Terms

  1. Duration
    The Duration of any Service shall be set forth for the duration of: month-to-month.  Unless otherwise specified, the Duration of any Service shall commence upon the delivery of the Agreement.  The Agreement will continue on a month-to-month basis after initial duration has expired.
  2. Place of Work
    DBM shall render services primarily at DBM’s offices, but will, upon request, provide the services at Customer offices or such other places as reasonably requested by Customer as appropriate for the performance of particular services.
  3. Time
    DBM’s daily schedule and hours worked under this Agreement on a given day shall generally be subject to DBM’s discretion. Customer relies upon DBM to devote sufficient time as is reasonably necessary to fulfill the spirit and purpose of this Agreement.
  4. Travel
    Customer shall pay for DBM(s) travel expenses including: airfare, meals, lodging, and rental car or taxi if transportation is not supplied by Customer. Customers and/or DBM will make best efforts to book all flights in advance (two weeks) to limit the cost of air travel. If Customer cancels or changes travel plans less than seven (7) days prior to the scheduled date, then Customer shall be assessed for the daily billing rate of the scheduled employee if the employee cannot be re-scheduled for another assignment for the same time period. If Customer changes or cancels travel plans and tickets have already been purchased, Customer shall be assessed the cancellation charges, and all non-refundable expenditures will be billed to the Customer. If DBM changes or cancels travel plans and tickets have already been purchased, DBM shall be assessed the cancellation charges, and all non-refundable expenditures will be billed to the DBM.
  5. Results
    There are many factors in internet traffic, marketing, and copywriting that DBM cannot control (e.g., product, market, price, list, demand, consumer preferences, major events). Therefore, while DBM can and does guarantee your satisfaction with their design, copy, marketing, and internet services before testing, DBM does not promise and cannot guarantee specific results. Consequently, Customer should expect ‘No Refunds’ for work performed in all efforts.

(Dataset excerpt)
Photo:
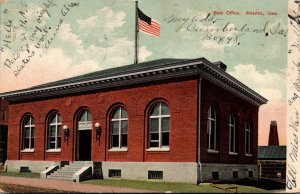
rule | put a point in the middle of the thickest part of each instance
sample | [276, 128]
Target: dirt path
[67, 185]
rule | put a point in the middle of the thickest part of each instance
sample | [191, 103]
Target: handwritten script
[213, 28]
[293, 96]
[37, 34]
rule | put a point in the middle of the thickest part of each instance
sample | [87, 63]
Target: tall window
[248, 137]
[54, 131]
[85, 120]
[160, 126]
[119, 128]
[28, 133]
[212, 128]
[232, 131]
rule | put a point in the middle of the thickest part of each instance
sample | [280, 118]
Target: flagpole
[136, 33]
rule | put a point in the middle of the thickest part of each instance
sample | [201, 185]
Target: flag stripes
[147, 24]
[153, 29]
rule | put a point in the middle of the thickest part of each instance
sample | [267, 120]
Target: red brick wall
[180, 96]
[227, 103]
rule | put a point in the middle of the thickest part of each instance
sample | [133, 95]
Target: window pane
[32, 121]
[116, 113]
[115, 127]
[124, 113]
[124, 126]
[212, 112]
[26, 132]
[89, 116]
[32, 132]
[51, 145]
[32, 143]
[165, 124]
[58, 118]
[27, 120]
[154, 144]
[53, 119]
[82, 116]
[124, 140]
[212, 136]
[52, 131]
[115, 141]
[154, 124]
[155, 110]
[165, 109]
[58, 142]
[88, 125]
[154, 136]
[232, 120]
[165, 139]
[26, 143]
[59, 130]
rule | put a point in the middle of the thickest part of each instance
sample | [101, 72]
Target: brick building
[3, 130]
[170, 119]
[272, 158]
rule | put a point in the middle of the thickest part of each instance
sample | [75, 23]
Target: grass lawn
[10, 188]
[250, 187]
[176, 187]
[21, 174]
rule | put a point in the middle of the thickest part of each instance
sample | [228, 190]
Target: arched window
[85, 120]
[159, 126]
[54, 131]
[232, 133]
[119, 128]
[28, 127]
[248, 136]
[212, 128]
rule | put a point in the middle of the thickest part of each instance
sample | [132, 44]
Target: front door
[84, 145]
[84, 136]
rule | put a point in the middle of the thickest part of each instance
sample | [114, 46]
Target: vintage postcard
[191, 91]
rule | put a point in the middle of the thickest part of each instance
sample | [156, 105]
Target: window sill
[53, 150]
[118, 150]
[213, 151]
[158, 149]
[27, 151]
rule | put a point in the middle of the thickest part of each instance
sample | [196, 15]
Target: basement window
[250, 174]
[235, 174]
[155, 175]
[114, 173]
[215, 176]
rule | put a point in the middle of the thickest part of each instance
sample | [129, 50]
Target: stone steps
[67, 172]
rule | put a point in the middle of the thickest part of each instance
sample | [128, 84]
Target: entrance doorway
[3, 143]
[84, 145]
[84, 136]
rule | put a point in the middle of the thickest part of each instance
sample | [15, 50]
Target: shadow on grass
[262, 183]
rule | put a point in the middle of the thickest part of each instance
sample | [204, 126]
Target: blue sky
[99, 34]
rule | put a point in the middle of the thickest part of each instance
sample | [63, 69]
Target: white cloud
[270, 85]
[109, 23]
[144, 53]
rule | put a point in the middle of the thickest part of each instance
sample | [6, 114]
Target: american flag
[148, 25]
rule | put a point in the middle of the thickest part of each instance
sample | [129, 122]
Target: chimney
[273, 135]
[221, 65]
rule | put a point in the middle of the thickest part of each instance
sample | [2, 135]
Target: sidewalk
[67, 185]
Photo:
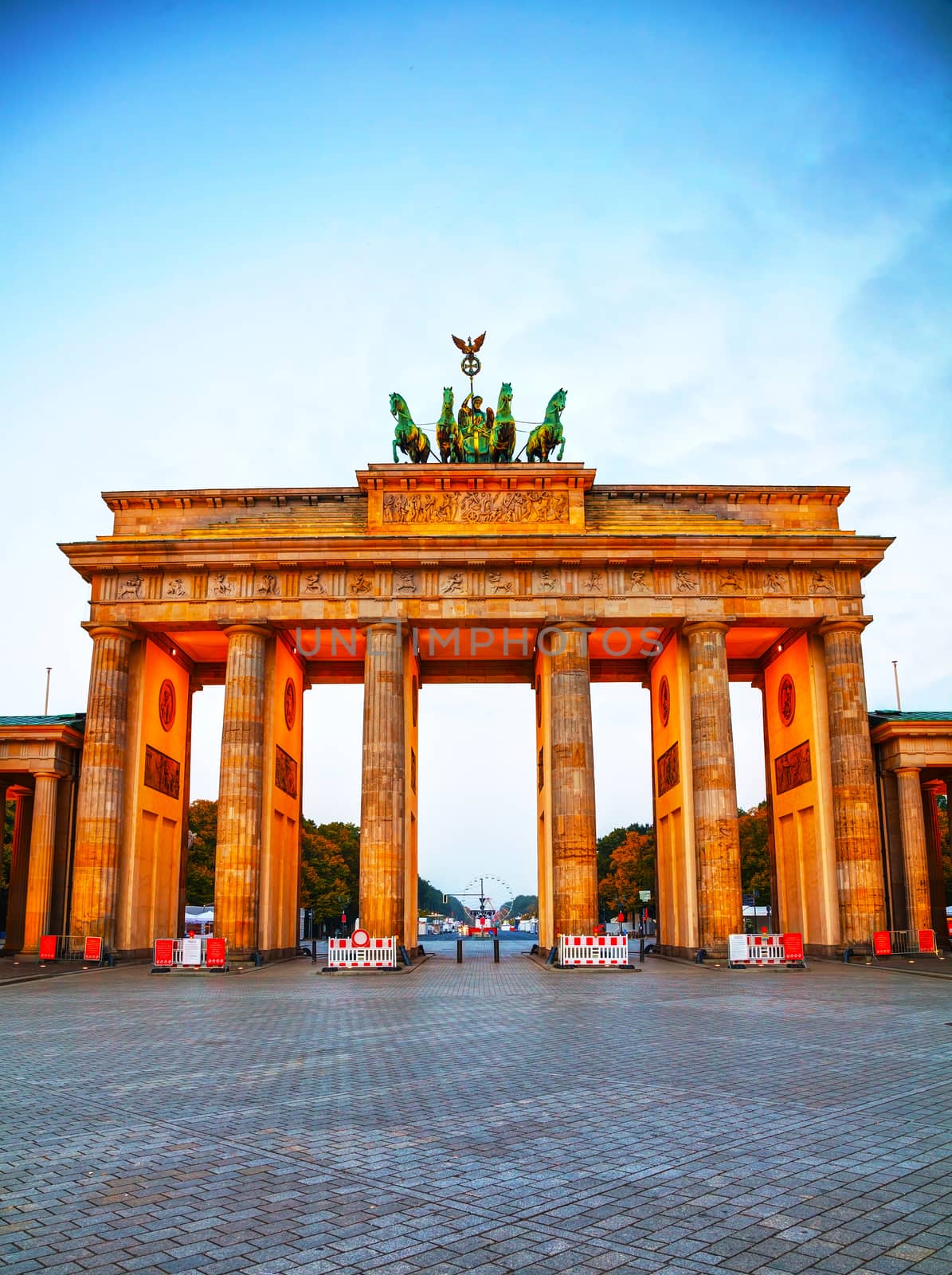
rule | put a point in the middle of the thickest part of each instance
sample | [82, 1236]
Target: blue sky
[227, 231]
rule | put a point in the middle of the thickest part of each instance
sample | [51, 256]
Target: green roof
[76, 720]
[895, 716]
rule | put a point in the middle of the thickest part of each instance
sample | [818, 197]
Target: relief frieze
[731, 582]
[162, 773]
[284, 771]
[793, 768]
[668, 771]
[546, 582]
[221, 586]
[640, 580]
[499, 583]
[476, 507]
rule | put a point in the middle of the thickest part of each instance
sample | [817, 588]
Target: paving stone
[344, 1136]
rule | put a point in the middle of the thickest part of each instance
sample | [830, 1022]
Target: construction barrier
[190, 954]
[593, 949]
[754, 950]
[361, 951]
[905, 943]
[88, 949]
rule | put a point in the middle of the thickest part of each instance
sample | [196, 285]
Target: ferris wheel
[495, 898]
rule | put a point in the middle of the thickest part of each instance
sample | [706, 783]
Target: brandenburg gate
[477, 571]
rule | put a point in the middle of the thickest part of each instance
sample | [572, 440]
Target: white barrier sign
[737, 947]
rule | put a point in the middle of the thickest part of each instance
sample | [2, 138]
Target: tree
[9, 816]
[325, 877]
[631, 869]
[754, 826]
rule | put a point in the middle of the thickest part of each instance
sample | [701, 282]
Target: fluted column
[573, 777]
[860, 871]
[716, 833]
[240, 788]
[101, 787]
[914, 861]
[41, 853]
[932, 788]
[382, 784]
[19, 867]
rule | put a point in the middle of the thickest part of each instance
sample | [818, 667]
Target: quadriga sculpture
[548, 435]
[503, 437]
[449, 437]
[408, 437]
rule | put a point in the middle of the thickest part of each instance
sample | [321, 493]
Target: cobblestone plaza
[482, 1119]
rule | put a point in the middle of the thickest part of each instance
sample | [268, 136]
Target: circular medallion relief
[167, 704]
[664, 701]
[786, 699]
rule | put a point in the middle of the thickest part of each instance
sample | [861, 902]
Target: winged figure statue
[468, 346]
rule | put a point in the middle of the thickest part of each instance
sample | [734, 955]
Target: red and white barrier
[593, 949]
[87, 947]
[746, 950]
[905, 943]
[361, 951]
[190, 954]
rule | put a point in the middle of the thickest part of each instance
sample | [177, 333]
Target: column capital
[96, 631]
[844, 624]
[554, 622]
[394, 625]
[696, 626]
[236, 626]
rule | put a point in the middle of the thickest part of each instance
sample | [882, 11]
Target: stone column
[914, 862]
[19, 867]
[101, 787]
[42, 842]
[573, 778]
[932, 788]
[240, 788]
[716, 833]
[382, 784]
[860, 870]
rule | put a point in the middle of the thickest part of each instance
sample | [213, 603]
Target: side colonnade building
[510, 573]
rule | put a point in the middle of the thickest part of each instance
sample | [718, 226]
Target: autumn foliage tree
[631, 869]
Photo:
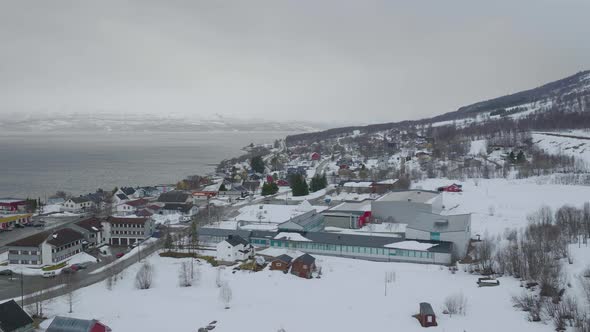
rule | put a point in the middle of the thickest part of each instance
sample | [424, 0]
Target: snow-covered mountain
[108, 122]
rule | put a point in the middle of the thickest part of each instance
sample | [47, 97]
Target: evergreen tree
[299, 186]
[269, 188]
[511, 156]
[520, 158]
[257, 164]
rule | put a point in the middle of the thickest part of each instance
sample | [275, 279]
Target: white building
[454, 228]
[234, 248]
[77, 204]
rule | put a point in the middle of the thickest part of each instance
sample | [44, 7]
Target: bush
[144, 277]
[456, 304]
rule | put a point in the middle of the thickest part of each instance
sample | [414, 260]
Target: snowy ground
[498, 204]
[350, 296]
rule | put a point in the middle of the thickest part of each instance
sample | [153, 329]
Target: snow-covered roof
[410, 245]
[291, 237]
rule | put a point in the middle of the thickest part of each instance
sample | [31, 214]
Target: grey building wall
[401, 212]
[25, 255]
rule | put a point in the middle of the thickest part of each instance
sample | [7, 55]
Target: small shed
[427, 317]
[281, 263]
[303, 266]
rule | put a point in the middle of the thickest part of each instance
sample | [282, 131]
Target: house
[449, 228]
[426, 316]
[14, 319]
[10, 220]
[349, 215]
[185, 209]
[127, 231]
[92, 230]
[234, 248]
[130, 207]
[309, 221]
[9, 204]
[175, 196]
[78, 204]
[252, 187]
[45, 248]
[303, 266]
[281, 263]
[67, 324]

WORK TO DO
1. From the service terms, reproduce word for word the part that opens with the words containing "2. Place of" and closes with "of this Agreement.".
2. According to the service terms, where does DBM mainly provide its services?
3. Using the service terms, decide whether each statement agrees with them: (a) The Agreement keeps going month to month once the initial duration has expired. (b) DBM guarantees specific results. (c) The Customer can be charged the daily billing rate for canceling travel less than fourteen days before the scheduled date.

RESPONSES IN ORDER
1.
2. Place of Work
    DBM shall render services primarily at DBM’s offices, but will, upon request, provide the services at Customer offices or such other places as reasonably requested by Customer as appropriate for the performance of particular services.
  3. Time
    DBM’s daily schedule and hours worked under this Agreement on a given day shall generally be subject to DBM’s discretion. Customer relies upon DBM to devote sufficient time as is reasonably necessary to fulfill the spirit and purpose of this Agreement.

2. At DBM's offices.

3.
(a) Yes: "The Agreement will continue on a month-to-month basis after initial duration has expired."
(b) No: "DBM does not promise and cannot guarantee specific results."
(c) No: "If Customer cancels or changes travel plans less than seven (7) days prior to the scheduled date, then Customer shall be assessed for the daily billing rate of the scheduled employee"